** start of Supplied data **

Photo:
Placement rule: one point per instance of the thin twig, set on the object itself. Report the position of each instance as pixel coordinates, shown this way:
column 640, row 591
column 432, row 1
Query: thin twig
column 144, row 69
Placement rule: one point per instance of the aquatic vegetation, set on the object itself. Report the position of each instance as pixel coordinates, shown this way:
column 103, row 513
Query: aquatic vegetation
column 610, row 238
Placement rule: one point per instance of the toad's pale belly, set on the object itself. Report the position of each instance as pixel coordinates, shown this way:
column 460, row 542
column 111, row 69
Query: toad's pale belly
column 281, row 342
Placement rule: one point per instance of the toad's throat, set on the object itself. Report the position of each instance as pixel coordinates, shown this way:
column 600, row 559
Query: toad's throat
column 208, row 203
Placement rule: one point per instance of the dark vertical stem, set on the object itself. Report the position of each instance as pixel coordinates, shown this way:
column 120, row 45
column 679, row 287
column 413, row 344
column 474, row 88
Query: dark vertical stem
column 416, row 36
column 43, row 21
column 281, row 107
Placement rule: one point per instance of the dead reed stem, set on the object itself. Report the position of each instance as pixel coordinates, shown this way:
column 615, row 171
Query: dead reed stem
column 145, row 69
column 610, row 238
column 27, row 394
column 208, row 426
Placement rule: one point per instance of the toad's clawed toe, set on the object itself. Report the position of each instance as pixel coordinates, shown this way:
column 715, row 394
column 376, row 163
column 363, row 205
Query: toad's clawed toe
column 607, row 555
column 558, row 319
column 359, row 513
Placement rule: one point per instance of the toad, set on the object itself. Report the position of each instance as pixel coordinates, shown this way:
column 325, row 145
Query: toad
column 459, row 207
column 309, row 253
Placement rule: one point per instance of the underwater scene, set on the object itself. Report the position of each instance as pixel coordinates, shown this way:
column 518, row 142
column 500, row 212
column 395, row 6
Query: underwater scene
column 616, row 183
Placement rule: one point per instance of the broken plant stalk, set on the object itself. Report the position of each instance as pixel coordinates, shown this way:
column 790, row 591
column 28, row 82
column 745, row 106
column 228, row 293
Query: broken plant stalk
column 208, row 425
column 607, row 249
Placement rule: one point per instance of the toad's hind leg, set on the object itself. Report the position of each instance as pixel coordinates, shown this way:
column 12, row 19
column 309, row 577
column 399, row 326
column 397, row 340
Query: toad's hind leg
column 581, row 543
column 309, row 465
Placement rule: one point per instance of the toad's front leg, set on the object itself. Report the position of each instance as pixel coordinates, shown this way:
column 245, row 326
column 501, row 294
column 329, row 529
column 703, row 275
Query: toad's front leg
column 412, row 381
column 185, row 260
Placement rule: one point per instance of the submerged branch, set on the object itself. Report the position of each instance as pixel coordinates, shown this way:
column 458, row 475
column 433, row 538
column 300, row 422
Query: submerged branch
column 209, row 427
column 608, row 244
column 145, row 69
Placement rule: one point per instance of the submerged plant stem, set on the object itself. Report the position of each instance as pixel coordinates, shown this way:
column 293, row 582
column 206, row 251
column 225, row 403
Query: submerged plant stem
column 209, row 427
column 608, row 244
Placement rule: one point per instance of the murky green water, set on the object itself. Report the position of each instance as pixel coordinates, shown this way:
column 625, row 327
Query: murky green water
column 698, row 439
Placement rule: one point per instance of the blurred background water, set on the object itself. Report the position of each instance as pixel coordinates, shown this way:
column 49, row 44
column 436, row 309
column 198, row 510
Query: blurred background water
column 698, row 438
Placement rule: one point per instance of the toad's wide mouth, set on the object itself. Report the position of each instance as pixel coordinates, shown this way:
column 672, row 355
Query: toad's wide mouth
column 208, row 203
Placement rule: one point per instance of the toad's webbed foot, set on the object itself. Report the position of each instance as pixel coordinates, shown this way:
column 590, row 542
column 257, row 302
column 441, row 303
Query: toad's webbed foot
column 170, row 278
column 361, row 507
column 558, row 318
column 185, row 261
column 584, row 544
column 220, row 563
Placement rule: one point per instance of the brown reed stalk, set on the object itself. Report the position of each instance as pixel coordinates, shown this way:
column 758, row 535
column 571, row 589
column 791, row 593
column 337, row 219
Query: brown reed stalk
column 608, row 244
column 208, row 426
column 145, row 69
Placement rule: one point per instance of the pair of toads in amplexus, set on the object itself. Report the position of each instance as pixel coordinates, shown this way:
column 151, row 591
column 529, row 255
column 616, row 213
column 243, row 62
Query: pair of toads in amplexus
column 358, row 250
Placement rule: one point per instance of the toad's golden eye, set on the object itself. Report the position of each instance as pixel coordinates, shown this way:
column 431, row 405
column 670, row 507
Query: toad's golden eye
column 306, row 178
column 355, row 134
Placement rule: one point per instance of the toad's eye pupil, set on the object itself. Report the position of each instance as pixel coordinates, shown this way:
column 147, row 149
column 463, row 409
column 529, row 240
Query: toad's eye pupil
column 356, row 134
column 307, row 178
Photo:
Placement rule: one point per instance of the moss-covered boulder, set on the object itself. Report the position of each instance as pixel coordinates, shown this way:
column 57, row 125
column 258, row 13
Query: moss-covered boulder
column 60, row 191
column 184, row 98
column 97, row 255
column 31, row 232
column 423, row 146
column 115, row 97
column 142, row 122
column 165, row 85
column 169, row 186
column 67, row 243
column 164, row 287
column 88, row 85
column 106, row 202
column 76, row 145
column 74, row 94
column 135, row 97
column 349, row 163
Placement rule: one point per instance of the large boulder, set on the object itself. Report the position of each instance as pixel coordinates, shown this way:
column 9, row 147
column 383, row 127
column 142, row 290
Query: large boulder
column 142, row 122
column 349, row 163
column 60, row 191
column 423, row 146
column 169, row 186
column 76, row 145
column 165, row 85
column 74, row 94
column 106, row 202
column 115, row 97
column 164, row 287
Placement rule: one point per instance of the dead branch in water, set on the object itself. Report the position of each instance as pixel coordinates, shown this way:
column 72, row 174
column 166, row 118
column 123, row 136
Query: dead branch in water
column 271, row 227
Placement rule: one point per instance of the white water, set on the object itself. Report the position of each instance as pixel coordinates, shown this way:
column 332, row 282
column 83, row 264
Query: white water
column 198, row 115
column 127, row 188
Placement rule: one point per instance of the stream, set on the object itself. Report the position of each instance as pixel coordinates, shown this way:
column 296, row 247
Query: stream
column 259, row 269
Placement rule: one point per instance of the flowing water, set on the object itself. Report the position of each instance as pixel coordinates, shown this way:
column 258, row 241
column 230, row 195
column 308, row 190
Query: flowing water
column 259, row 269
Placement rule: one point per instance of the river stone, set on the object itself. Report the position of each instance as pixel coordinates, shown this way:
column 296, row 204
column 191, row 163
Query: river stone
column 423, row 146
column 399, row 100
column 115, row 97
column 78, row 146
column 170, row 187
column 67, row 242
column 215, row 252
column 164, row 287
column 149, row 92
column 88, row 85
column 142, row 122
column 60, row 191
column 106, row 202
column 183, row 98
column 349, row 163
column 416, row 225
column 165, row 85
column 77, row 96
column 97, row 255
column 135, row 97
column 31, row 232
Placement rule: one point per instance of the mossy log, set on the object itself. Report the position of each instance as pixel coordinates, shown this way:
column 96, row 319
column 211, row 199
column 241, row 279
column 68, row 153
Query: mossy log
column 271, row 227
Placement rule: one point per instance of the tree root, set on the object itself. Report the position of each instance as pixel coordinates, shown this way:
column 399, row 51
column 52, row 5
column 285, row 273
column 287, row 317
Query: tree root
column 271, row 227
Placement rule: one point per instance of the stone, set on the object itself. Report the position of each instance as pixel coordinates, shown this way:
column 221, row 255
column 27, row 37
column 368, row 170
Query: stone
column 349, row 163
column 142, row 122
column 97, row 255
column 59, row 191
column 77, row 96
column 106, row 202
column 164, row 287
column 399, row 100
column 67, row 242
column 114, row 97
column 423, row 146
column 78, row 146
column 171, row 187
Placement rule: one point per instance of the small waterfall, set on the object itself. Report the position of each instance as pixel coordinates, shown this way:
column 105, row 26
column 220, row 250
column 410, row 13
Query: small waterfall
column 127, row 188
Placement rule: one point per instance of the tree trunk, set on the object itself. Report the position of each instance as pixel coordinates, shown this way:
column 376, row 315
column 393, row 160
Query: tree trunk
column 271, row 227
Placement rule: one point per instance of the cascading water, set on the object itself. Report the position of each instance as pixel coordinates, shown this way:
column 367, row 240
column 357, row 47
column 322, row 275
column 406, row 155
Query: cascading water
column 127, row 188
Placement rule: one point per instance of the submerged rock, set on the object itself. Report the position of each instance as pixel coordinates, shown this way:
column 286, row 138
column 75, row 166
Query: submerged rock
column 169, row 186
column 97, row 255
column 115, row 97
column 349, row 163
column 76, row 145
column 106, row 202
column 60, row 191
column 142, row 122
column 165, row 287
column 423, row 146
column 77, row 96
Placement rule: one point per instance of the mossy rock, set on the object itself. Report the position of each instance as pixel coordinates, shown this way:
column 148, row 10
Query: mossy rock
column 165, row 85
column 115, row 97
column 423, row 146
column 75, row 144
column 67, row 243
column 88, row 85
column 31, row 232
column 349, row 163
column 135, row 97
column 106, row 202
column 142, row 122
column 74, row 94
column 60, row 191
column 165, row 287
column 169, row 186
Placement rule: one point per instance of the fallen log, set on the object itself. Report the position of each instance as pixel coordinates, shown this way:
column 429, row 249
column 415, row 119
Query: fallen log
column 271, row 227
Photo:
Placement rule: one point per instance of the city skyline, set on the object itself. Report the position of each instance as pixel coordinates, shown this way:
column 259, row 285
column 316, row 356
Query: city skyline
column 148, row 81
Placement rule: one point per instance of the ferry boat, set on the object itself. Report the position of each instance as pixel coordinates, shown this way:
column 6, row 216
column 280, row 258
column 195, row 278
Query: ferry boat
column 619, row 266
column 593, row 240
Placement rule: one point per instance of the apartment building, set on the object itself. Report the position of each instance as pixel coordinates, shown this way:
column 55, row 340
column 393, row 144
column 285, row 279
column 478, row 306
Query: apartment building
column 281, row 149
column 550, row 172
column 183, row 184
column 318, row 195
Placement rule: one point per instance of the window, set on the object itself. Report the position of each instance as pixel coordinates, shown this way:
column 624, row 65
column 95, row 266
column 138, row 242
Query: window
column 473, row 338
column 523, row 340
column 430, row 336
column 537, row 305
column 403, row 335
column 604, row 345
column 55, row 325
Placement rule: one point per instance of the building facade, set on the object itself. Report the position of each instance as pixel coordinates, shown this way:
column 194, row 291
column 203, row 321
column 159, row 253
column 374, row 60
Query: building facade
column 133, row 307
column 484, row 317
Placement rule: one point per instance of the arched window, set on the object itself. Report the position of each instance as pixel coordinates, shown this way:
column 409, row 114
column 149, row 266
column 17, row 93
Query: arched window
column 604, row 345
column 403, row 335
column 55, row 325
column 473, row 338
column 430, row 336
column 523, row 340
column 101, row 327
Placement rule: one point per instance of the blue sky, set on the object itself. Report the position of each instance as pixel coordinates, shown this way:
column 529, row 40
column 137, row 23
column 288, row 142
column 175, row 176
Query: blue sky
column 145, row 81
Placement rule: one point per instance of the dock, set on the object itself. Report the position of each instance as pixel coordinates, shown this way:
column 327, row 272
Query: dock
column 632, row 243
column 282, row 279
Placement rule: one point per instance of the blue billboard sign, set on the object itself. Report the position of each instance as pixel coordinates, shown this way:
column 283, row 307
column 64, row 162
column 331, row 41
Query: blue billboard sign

** end of Supplied data **

▶ What you will do
Copy out the lines from the one containing "Placement rule: one point per instance of the brown" up to and including the one containing "column 358, row 250", swapping "brown reed stalk" for "dry reed stalk" and leaving everything else the same.

▶ The answer
Placement rule: one point per instance of the dry reed stalk, set on the object itself. Report the position of each instance as pixel coordinates, shown this way:
column 758, row 535
column 571, row 589
column 791, row 593
column 337, row 219
Query: dry reed stalk
column 608, row 244
column 208, row 426
column 145, row 69
Placement rule: one point per instance of the pair of toads in amplexus, set on the object itself. Report the position of each instance as pixel coordinates, shown this way:
column 151, row 591
column 529, row 255
column 616, row 213
column 243, row 62
Query: pair of toads in amplexus
column 358, row 250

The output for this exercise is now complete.